## Data for processing
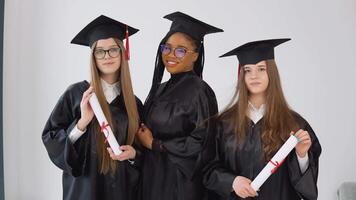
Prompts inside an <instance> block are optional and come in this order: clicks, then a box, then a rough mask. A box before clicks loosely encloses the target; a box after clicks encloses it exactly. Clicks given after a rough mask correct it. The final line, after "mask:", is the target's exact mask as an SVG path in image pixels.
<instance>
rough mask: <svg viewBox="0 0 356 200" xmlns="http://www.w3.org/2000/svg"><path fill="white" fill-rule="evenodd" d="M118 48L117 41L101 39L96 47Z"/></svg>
mask: <svg viewBox="0 0 356 200" xmlns="http://www.w3.org/2000/svg"><path fill="white" fill-rule="evenodd" d="M114 45H115V46H117V44H116V42H115V40H114V39H113V38H108V39H101V40H98V41H97V43H96V47H107V46H114Z"/></svg>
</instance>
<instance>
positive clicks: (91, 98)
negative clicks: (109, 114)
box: [89, 93, 122, 155]
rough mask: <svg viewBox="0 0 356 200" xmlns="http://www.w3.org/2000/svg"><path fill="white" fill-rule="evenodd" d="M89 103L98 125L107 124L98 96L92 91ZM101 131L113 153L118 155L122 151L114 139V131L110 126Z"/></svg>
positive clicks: (103, 129) (120, 152) (118, 145)
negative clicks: (95, 118)
mask: <svg viewBox="0 0 356 200" xmlns="http://www.w3.org/2000/svg"><path fill="white" fill-rule="evenodd" d="M89 103H90V106H91V108H92V109H93V111H94V114H95V116H96V119H97V120H98V122H99V125H100V127H102V125H103V124H109V123H108V120H107V119H106V118H105V115H104V112H103V110H102V109H101V106H100V104H99V101H98V97H97V96H96V95H95V93H93V95H92V96H91V97H90V99H89ZM103 131H104V135H105V137H106V140H107V141H108V143H109V145H110V147H111V149H112V150H113V152H114V154H115V155H119V154H120V153H122V151H121V150H120V145H119V143H117V140H116V138H115V136H114V133H113V132H112V130H111V128H110V126H106V127H105V128H104V129H103Z"/></svg>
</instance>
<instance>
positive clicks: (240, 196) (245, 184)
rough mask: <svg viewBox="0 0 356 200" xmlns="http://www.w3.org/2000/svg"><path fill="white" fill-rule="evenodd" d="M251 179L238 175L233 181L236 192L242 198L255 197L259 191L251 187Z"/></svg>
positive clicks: (232, 183)
mask: <svg viewBox="0 0 356 200" xmlns="http://www.w3.org/2000/svg"><path fill="white" fill-rule="evenodd" d="M250 184H251V180H250V179H248V178H245V177H243V176H237V177H236V178H235V179H234V182H233V183H232V188H233V189H234V191H235V194H236V195H237V196H239V197H241V198H247V197H255V196H257V192H256V191H255V190H254V189H253V188H252V187H251V185H250Z"/></svg>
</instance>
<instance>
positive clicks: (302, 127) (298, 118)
mask: <svg viewBox="0 0 356 200" xmlns="http://www.w3.org/2000/svg"><path fill="white" fill-rule="evenodd" d="M291 112H292V116H293V118H294V119H295V121H296V122H297V124H298V125H299V126H300V128H302V129H305V128H306V127H308V126H310V125H309V123H308V121H307V120H306V119H304V117H302V116H301V115H300V114H299V113H297V112H296V111H293V110H292V111H291Z"/></svg>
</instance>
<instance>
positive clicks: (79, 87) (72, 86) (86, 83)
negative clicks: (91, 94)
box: [65, 80, 90, 94]
mask: <svg viewBox="0 0 356 200" xmlns="http://www.w3.org/2000/svg"><path fill="white" fill-rule="evenodd" d="M89 86H90V84H89V83H88V82H87V81H85V80H84V81H81V82H77V83H73V84H71V85H69V86H68V88H67V90H66V92H65V93H70V94H73V93H81V94H83V92H85V91H86V90H87V89H88V88H89Z"/></svg>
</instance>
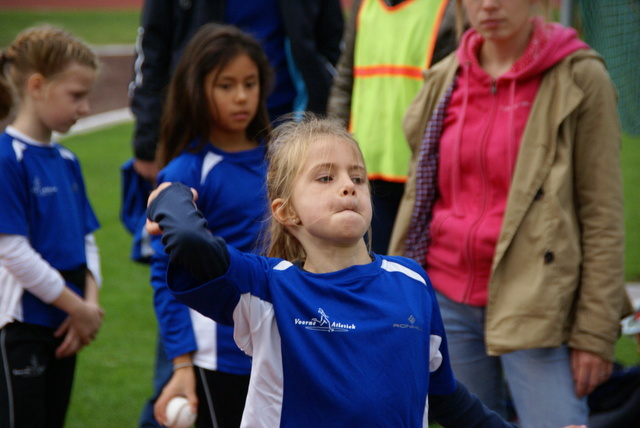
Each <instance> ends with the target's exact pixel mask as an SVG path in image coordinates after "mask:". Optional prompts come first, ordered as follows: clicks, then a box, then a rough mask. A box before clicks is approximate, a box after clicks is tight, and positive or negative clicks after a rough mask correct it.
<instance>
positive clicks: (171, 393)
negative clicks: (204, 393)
mask: <svg viewBox="0 0 640 428" xmlns="http://www.w3.org/2000/svg"><path fill="white" fill-rule="evenodd" d="M176 395H181V396H183V397H185V398H186V399H187V401H189V404H190V405H191V411H192V412H194V413H196V411H197V409H198V396H197V394H196V374H195V369H194V368H193V367H185V368H181V369H179V370H176V371H174V372H173V375H172V376H171V379H169V382H167V384H166V385H165V386H164V388H163V389H162V392H161V393H160V396H159V397H158V399H157V400H156V403H155V405H154V406H153V416H154V417H155V418H156V421H158V423H159V424H160V425H164V424H166V423H167V413H166V412H167V404H169V401H171V399H172V398H173V397H175V396H176Z"/></svg>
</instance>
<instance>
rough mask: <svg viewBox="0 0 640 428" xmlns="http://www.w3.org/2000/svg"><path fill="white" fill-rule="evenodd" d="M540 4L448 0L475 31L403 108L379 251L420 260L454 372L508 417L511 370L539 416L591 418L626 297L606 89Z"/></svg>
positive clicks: (622, 211) (519, 1) (605, 86)
mask: <svg viewBox="0 0 640 428" xmlns="http://www.w3.org/2000/svg"><path fill="white" fill-rule="evenodd" d="M540 2H541V3H544V4H543V6H548V5H547V4H546V3H545V2H544V1H542V0H540ZM535 3H538V1H536V0H458V1H457V5H458V8H459V12H460V13H461V9H462V7H464V11H465V12H466V17H467V19H468V22H469V24H470V26H471V28H470V29H469V30H468V31H467V32H465V33H464V35H463V37H462V40H461V43H460V46H459V48H458V50H457V52H456V53H454V54H452V55H450V56H449V57H448V58H446V59H444V60H443V61H442V62H441V63H439V64H437V65H436V66H434V67H433V68H432V69H431V70H429V71H427V72H426V74H425V85H424V87H423V89H422V91H421V92H420V93H419V94H418V95H417V97H416V98H415V100H414V102H413V104H412V105H411V107H410V108H409V110H408V112H407V115H406V116H405V119H404V129H405V132H406V134H407V139H408V141H409V143H410V145H411V147H412V150H413V154H414V155H413V160H412V162H413V163H412V168H411V175H410V177H409V181H408V183H407V186H406V190H405V194H404V197H403V201H402V203H401V206H400V210H399V213H398V217H397V219H396V223H395V227H394V232H393V236H392V238H391V246H390V249H389V253H390V254H404V255H407V256H410V257H412V258H414V259H415V260H417V261H418V262H420V263H421V264H423V265H424V266H425V268H426V270H427V272H428V274H429V277H430V278H431V280H432V281H433V284H434V287H435V288H436V290H437V291H438V293H439V294H438V299H439V304H440V307H441V310H442V315H443V319H444V322H445V326H446V329H447V335H448V337H449V347H450V351H451V359H452V364H453V368H454V373H455V375H456V377H457V378H459V379H460V380H461V381H462V382H463V383H464V384H465V385H467V386H468V387H469V389H470V390H471V391H472V392H474V393H476V394H477V395H478V396H479V397H480V399H481V400H482V401H483V402H485V404H487V405H488V406H489V407H490V408H492V409H494V410H497V411H499V412H500V413H502V414H503V415H506V410H505V404H504V403H505V401H506V400H505V396H506V394H505V381H506V384H507V385H508V388H509V390H510V392H511V395H512V396H513V400H514V403H515V407H516V411H517V414H518V416H519V419H520V423H521V426H522V427H536V428H538V427H558V426H564V425H569V424H586V423H587V418H588V408H587V403H586V395H587V394H589V393H590V392H591V391H592V390H593V389H594V388H595V387H596V386H597V385H599V384H600V383H602V382H604V381H605V380H606V379H607V378H608V377H609V375H610V373H611V370H612V360H613V354H614V348H615V342H616V338H617V335H618V330H619V320H620V317H621V315H622V314H624V313H625V310H626V309H627V306H626V304H627V303H628V302H627V301H626V296H625V289H624V269H623V268H624V265H623V255H624V232H623V210H622V184H621V171H620V163H619V150H620V130H619V125H618V117H617V113H616V93H615V89H614V87H613V85H612V83H611V81H610V79H609V76H608V74H607V72H606V68H605V66H604V63H603V61H602V58H601V57H600V56H599V55H598V54H597V53H596V52H594V51H592V50H590V49H589V47H588V46H587V45H586V44H585V43H584V42H582V41H580V40H579V39H578V38H577V35H576V32H575V30H573V29H570V28H564V27H562V26H561V25H559V24H555V23H547V22H545V21H544V20H543V19H542V18H541V17H539V16H535V15H534V12H533V7H534V4H535ZM461 16H462V15H461Z"/></svg>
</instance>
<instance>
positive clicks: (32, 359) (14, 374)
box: [11, 355, 47, 377]
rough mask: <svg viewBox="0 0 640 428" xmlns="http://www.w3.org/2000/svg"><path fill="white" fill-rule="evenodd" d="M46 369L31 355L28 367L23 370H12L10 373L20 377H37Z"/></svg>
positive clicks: (34, 357) (26, 367) (25, 367)
mask: <svg viewBox="0 0 640 428" xmlns="http://www.w3.org/2000/svg"><path fill="white" fill-rule="evenodd" d="M46 368H47V367H46V366H45V365H42V364H40V363H39V362H38V358H37V357H36V356H35V355H32V356H31V361H30V362H29V365H28V366H26V367H25V368H23V369H12V370H11V373H12V374H13V375H14V376H20V377H37V376H40V375H41V374H42V373H44V371H45V369H46Z"/></svg>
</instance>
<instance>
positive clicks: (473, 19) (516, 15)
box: [463, 0, 536, 41]
mask: <svg viewBox="0 0 640 428" xmlns="http://www.w3.org/2000/svg"><path fill="white" fill-rule="evenodd" d="M535 2H536V1H535V0H463V3H464V8H465V10H466V11H467V16H468V18H469V23H470V24H471V26H472V27H473V28H475V29H476V30H477V31H478V32H479V33H480V34H481V35H482V36H483V37H484V38H485V39H486V40H493V41H504V40H510V39H513V38H514V37H515V36H516V35H517V34H520V33H521V32H526V33H527V34H528V31H529V30H530V27H529V25H528V24H529V18H530V17H531V14H532V6H533V4H534V3H535Z"/></svg>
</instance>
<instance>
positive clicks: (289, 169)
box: [266, 113, 370, 261]
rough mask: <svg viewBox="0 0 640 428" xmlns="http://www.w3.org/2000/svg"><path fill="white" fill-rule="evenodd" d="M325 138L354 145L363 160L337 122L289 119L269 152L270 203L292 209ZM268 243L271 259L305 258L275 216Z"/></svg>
mask: <svg viewBox="0 0 640 428" xmlns="http://www.w3.org/2000/svg"><path fill="white" fill-rule="evenodd" d="M326 137H332V138H336V139H339V140H343V141H345V142H347V143H349V144H351V145H352V146H353V148H354V150H355V151H356V153H357V154H358V156H360V158H361V159H363V157H362V152H361V151H360V147H359V146H358V143H357V141H356V140H355V139H354V138H353V136H352V135H351V134H350V133H349V132H348V131H347V130H346V129H345V127H344V125H343V124H342V123H341V122H340V121H338V120H337V119H327V118H322V117H320V116H317V115H314V114H311V113H305V114H304V115H303V116H302V118H301V119H300V120H287V121H285V122H284V123H282V124H281V125H279V126H278V127H277V128H275V129H274V130H273V133H272V135H271V140H270V143H269V149H268V159H269V170H268V173H267V195H268V198H269V200H270V201H273V200H275V199H278V198H281V199H282V200H283V201H284V203H283V205H282V207H281V209H285V210H286V209H287V208H288V207H290V204H291V195H292V194H293V188H294V186H295V182H296V179H297V178H298V177H299V176H300V173H301V172H302V168H303V166H304V165H305V163H306V162H305V161H306V160H307V156H308V152H309V148H310V147H311V146H312V145H313V144H315V143H316V142H317V141H318V140H320V139H322V138H326ZM363 162H364V160H363ZM369 235H370V233H369ZM266 244H267V245H266V247H267V248H268V250H267V255H268V256H269V257H278V258H282V259H285V260H289V261H298V260H300V261H304V260H305V259H306V252H305V251H304V248H303V247H302V245H301V244H300V242H299V241H298V240H297V239H296V238H295V237H293V236H292V235H291V234H290V233H289V232H288V231H287V229H286V228H285V226H284V225H282V224H281V223H280V222H278V220H276V218H275V217H274V215H273V214H272V215H271V218H270V219H269V226H268V234H267V243H266Z"/></svg>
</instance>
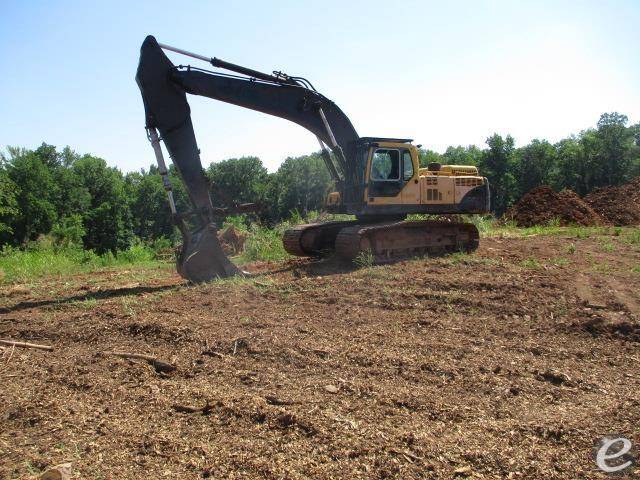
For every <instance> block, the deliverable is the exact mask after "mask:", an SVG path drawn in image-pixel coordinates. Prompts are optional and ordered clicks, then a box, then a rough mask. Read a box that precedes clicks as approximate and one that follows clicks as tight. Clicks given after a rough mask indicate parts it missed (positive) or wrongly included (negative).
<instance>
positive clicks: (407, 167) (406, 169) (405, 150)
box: [402, 150, 413, 181]
mask: <svg viewBox="0 0 640 480" xmlns="http://www.w3.org/2000/svg"><path fill="white" fill-rule="evenodd" d="M402 169H403V174H402V178H403V179H404V180H405V181H407V180H411V179H412V178H413V162H412V161H411V152H409V150H403V151H402Z"/></svg>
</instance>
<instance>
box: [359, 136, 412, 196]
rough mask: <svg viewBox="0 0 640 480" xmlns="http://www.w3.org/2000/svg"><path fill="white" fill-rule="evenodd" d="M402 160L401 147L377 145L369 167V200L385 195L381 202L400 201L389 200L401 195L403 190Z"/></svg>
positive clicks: (373, 150) (373, 154)
mask: <svg viewBox="0 0 640 480" xmlns="http://www.w3.org/2000/svg"><path fill="white" fill-rule="evenodd" d="M401 171H402V160H401V155H400V149H398V148H387V147H377V148H375V149H374V150H373V153H372V155H371V162H370V168H369V189H368V194H367V195H368V197H369V201H372V200H371V199H372V198H378V197H384V199H381V200H383V201H382V202H380V203H398V202H395V201H393V202H392V201H389V200H391V199H392V198H393V199H396V197H398V199H399V197H400V191H401V190H402V186H403V182H402V176H401Z"/></svg>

## Exercise requirements
Give again, word for word, every line from the top of the data above to the line holding "box: [89, 93, 122, 155]", inclusive, with the pictures left out.

## Solution
Prompts inside an <instance> block are optional and come in this order: clicks, then a box, then a rough mask. A box before clicks loosely encloses the target; a box after clicks encloses it exactly. Clicks given after a rough mask correct it. The final line, after "mask:", is the target's exact mask as an SVG path in image pixels.
<instance>
rough mask: <svg viewBox="0 0 356 200" xmlns="http://www.w3.org/2000/svg"><path fill="white" fill-rule="evenodd" d="M118 48L117 41L101 39L96 47Z"/></svg>
mask: <svg viewBox="0 0 356 200" xmlns="http://www.w3.org/2000/svg"><path fill="white" fill-rule="evenodd" d="M114 45H115V46H117V44H116V42H115V40H114V39H113V38H108V39H101V40H98V41H97V43H96V47H107V46H114Z"/></svg>
</instance>
<instance>
positive clicks: (91, 98)
negative clicks: (109, 114)
box: [89, 93, 122, 155]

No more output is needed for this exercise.